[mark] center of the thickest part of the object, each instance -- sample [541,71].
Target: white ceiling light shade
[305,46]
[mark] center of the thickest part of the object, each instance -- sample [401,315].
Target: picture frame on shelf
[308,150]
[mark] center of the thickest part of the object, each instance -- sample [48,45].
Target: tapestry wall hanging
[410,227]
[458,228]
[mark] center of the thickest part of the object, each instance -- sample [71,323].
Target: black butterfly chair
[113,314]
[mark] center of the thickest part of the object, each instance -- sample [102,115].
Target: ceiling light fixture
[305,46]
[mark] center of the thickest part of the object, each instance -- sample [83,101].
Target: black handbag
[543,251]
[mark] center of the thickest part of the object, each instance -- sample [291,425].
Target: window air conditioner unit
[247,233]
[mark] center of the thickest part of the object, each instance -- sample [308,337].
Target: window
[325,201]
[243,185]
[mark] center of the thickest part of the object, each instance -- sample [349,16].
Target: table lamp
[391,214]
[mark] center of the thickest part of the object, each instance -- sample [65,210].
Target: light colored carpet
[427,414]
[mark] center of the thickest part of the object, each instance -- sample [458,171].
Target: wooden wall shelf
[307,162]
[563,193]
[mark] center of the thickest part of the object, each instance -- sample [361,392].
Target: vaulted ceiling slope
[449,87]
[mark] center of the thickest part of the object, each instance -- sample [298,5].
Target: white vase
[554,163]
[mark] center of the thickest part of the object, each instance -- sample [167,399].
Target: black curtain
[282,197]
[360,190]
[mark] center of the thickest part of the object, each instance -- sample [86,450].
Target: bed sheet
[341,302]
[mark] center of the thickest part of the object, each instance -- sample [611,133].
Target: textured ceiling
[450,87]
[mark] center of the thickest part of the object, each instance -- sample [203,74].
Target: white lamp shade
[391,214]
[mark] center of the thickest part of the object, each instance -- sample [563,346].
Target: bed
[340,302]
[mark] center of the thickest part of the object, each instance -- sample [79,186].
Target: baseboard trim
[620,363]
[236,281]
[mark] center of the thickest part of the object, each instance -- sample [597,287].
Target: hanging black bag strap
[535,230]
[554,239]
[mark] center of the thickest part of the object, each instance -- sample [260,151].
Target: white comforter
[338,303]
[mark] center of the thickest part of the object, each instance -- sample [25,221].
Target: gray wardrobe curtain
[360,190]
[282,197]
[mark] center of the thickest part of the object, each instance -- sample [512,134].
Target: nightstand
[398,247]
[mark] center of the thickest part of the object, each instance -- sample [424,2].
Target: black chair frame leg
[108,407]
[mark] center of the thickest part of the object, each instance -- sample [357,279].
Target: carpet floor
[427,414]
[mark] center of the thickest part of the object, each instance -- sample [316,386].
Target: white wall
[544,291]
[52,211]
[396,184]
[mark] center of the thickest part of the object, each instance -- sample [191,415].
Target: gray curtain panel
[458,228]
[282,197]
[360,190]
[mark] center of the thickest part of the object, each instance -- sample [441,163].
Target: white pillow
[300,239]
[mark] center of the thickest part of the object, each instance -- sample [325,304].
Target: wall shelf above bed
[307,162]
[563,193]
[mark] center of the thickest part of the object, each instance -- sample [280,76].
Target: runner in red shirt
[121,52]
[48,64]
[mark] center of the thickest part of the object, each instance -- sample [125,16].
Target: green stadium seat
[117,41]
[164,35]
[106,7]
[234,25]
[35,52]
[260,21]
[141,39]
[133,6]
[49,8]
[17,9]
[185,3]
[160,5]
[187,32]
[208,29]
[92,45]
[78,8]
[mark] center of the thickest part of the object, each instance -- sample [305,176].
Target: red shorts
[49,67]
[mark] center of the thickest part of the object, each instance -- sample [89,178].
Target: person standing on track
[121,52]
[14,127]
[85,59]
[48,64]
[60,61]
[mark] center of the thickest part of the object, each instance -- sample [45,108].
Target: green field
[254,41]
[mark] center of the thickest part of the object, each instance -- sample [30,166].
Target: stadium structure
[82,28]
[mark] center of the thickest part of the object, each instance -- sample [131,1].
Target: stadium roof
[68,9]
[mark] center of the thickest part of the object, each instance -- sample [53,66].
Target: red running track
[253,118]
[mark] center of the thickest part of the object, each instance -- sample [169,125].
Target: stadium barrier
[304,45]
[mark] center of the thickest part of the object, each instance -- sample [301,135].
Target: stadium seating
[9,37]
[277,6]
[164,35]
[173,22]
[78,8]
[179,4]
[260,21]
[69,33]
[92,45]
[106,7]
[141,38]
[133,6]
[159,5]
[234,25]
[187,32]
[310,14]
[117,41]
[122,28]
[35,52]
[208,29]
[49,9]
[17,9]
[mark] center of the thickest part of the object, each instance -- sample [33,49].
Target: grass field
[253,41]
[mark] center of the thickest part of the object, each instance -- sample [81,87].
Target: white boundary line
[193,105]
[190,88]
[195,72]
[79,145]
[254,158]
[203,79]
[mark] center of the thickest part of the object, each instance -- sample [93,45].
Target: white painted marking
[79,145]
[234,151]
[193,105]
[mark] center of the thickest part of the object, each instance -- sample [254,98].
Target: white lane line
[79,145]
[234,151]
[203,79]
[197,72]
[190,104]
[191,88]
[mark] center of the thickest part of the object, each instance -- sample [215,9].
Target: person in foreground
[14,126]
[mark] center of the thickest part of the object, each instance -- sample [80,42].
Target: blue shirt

### EXERCISE GOAL
All lines from the line containing "-- sample [33,49]." through the last line of the data are to be repeated exactly; no other line belongs in the answer.

### EXERCISE RESULT
[mark] center of the thickest part of the object, each instance -- sample [33,49].
Target: grass field
[253,41]
[mark] center of the thickest part of the object, each instance -- sample [81,87].
Target: white boundary line
[193,105]
[190,88]
[195,72]
[79,145]
[254,158]
[203,79]
[mark] center of the thickest part of the object, each instance -- sample [93,45].
Target: white painted marking
[79,145]
[234,151]
[193,105]
[mark] center of the thickest part of the object, each instance -- sample [254,98].
Target: white lane line
[79,145]
[234,151]
[203,79]
[197,72]
[190,104]
[191,88]
[mark] center of the thickest part of the object, each instance -- sample [215,9].
Target: person in foreground
[14,126]
[mark] center of the thickest part of the object, each instance -- sample [80,42].
Target: blue shirt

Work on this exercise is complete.